··· TEXTAUSZUG ···

KRIEGE SIND NICHT ETHNISCH

Ethnos und Ethnizität im politischen Kontext aus der Sicht der Ethnologen des Museums der Weltkulturen Frankfurt am Main

Von Dieter Kramer

Häufig ist in Medien, Politik und der breiten Öffentlichkeit von „ethnischen Kriegen“ oder „ethnischen Säuberungen“ die Rede. Durch die Verwendung des gängigen, scheinbar wissenschaftlichen Adjektivs „ethnisch“ erhalten solche Aussagen den Anschein von Sachlichkeit und Kompetenz. Aber ethnische Unterschiede und sich auf sie beziehende Ideologien sind nie die Ursache von Kriegen. Sie können jedoch als Mittel zur Mobilisierung in Konfliktfällen missbraucht werden. Ein Begriff wie „ethnischer Konflikt“ erklärt überhaupt nichts, sondern trägt im Gegenteil zu einer Verschleierung der tatsächlichen Ursachen bei. Wer unbedacht mit dem Attribut „ethnisch“ verbundene Schlagworte im politischen Diskurs einsetzt, unterstützt damit ungewollt jene, die mit dem bequemen Verweis auf eine angeblich schicksalhafte Allmacht des „Ethnischen“ Krieg und Gewalt zur Durchsetzung von Machtinteressen, zur Verteidigung von Privilegien oder zur Ausgrenzung von Minderheiten einsetzen. Die folgenden Thesen wollen im Einklang mit den Erfahrungen der ethnologischen Wissenschaft eine andere Sichtweise vorschlagen.

··· GELIEFERTE EINTRÄGE ···

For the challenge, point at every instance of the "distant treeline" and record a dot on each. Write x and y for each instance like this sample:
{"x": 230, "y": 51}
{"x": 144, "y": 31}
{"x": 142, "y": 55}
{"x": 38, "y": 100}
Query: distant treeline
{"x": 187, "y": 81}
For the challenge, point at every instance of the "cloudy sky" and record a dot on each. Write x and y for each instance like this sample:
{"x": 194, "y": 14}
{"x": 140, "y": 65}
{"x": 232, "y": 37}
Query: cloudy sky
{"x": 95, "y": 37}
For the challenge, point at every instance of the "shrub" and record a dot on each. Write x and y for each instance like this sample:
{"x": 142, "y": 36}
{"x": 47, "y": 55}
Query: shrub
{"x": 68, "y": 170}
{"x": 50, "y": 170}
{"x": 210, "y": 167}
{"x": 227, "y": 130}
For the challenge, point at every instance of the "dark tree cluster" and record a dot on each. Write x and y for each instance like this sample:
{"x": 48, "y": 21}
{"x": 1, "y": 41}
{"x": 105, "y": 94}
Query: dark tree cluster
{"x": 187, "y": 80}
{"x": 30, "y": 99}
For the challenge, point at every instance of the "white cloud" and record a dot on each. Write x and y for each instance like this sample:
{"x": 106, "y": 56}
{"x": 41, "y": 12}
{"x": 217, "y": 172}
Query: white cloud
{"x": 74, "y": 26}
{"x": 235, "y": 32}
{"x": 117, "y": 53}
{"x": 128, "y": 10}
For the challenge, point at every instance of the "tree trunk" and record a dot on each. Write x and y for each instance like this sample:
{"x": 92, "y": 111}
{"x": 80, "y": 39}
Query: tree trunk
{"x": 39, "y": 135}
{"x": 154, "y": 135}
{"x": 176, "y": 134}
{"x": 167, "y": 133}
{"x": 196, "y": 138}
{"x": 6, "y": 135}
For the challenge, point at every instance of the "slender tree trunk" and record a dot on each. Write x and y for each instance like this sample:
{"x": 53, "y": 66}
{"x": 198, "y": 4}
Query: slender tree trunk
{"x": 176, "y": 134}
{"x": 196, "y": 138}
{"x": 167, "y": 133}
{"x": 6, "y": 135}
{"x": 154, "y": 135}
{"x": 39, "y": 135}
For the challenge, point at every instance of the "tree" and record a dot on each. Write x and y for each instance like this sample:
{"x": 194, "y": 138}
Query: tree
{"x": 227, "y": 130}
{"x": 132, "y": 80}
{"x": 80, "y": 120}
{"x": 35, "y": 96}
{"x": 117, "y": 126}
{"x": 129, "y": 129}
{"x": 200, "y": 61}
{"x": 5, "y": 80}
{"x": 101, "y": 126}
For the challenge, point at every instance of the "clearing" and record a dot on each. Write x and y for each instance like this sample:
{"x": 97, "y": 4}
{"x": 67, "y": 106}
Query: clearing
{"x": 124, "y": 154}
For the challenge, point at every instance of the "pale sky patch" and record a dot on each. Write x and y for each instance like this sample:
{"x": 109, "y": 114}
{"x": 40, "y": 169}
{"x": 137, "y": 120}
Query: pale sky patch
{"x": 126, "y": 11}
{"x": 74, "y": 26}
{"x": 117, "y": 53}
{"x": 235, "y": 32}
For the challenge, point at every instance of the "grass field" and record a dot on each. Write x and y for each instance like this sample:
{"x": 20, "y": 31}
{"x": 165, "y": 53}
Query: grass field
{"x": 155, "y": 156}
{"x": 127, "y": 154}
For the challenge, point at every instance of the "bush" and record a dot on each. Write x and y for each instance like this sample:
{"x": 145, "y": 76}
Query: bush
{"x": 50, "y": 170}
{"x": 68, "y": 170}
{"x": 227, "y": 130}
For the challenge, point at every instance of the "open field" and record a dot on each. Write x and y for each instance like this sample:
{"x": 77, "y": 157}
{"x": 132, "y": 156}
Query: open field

···

◆ SCHRIFTLICHE AUFGABEN
• 1. Ermittle alle Zeilen, in denen das Wort „open“ vorkommt, und gib jede davon vollständig wieder.
• 2. Führe den Text über ethnische Kriege nach seinem letzten Satz weiter.
Die Zeilen haben mit dem Text über ethnische Kriege nichts zu tun.

◆ LÖSUNGEN
• 1.
For the challenge, point at every instance of the "open field" and record a dot on each. Write x and y for each instance like this sample:
Query: open field

• 2.
  1. Alle Menschen sind Mitglieder einer spezifischen Gruppe, der eine bestimmte Lebensweise (Kultur) in facettenreichen Ausprägungen mehr oder weniger gemeinsam ist. Solche Gruppen werden als Ethnie oder Ethnos bezeichnet. Ihre jeweiligen Besonderheiten (auch ethnisch-kulturelle Identität genannt) gründen in historischen, geographischen und sozialen Rahmenbedingungen. Sie prägen sich aus in Sprache, Religion, Rechtsnormen, Werten, Standards und Symbolen. Mit ihnen unterscheiden sich Gruppen (Ethnien) voneinander. Diese Besonderheiten, diese symbolischen Ordnungen des gemeinschaftlichen Lebens, die eine Ethnie als charakteristisch für sich hält und die andere ihr zuschreiben, können als ihre Kultur bezeichnet werden. Eine Ethnie ist über die gemeinsame Kultur hinaus noch durch eine gewisse Stabilität des Lebensraumes und der Familienbildung gekennzeichnet. Die symbolische Ordnung der Kultur bedeutet für die handelnden Individuen eine unerlässliche Orientierung bei der Gestaltung ihres gemeinschaftlichen Lebens. Zur Natur der Menschen gehört es, sich kulturell zu definieren. Die Vielfalt existierender Kulturen und Ethnien ist nicht nur wesentlicher und sinntragender Bestandteil der menschlichen Existenz, sondern auch Voraussetzung dafür, dass Menschen unter den verschiedensten äußeren Bedingungen dauerhaft gemeinschaftlich zusammenleben können.
  2. Ethnien sind nie homogene Gebilde. Die in ihnen lebenden Individuen haben je nach Geschlechts-, Klassen-, Schichten-, Altersgruppenzugehörigkeit stets je besondere Interessen und Motive. Diese Unterschiede bestimmen neben und mit der Zugehörigkeit zu ihrer Ethnie ihr Handeln. Es gibt daher auch keine homogenen ethnischen Gemeinschaften, mögen sie auch noch so klein sein. In allen gibt es koexistierende unterschiedliche kulturelle Ausprägungen, zum Beispiel der Altersgruppen, der Generationen, der Berufsgruppen oder anderer Subkulturen. Auch innerhalb vermeintlich einheitlicher Ethnien ist so die Herausforderung des Umgangs mit dem anderen ständig gegeben.
  3. Es gibt folglich auch keine Reinheit für eine Ethnie, so wie es auch keinen Urzustand gibt, zu dem man zurückkehren könnte. Alle Ethnien und Kulturen unterliegen einem steten Wandel, wie auch Nationen sich kontinuierlich verändern. Wandel im Inneren vollzieht sich aufgrund einer stets vorhandenen Spannung zwischen etablierten Gruppennormen und den Interessen der Teilgruppen, aber auch dank der über die Grenzen der Tradition hinausdenkenden kreativen Individuen und aufgrund neu erschlossener Möglichkeiten. Schon immer wurde Wandel auch hervorgerufen durch Außenkontakte mit anderen Bevölkerungsgruppen.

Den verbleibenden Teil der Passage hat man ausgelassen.